**WHAT IS BEING ASKED:**
Look through the records below and give the number of lines holding the string "hair", nothing more.

**Data excerpts:**

'''

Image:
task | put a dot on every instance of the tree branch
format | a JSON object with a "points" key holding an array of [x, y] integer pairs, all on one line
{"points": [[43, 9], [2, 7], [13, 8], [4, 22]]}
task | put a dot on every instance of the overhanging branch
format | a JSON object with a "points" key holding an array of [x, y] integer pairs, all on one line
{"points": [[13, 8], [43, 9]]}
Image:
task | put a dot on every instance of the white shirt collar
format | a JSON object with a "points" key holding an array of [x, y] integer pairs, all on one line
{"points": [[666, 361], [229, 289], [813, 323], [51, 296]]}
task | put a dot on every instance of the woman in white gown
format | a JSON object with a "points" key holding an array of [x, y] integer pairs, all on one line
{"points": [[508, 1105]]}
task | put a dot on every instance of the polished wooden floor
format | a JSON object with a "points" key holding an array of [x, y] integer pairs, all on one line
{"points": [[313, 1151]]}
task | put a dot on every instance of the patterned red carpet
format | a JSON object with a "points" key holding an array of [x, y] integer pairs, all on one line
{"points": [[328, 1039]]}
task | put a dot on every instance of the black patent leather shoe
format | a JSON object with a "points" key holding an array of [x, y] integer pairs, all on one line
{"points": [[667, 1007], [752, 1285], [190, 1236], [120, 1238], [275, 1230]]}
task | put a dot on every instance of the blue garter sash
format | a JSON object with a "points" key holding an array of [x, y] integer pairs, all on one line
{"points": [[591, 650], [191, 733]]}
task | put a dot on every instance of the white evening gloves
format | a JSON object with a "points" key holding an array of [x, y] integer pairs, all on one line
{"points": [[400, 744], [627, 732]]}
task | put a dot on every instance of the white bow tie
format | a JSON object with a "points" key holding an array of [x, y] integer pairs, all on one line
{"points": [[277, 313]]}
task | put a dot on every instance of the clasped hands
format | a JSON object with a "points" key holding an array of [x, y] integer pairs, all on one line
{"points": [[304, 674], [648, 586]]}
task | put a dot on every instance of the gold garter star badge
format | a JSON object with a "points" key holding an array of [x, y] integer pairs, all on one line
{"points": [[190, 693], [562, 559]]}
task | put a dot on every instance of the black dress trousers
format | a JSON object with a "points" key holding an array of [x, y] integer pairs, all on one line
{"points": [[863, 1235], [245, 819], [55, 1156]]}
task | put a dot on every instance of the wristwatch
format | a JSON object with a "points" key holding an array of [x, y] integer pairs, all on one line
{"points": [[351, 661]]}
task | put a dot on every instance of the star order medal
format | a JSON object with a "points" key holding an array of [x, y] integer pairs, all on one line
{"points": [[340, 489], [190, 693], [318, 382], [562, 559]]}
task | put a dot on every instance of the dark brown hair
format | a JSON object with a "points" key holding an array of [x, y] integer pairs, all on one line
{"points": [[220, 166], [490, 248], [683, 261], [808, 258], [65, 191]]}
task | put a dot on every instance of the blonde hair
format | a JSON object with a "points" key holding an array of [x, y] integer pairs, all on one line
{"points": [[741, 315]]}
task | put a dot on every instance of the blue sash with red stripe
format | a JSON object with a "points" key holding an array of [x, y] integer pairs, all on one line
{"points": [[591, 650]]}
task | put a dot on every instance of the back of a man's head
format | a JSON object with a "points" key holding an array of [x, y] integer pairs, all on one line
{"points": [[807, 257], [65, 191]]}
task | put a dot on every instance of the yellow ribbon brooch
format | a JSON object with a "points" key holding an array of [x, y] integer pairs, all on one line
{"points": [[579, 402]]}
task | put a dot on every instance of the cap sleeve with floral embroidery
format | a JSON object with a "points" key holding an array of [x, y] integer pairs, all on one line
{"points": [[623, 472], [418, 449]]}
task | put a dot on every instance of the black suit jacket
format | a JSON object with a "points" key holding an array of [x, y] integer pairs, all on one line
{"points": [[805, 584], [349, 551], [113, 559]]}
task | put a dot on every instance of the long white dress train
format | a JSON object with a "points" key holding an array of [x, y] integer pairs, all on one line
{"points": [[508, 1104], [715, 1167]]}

'''

**FINISHED TASK:**
2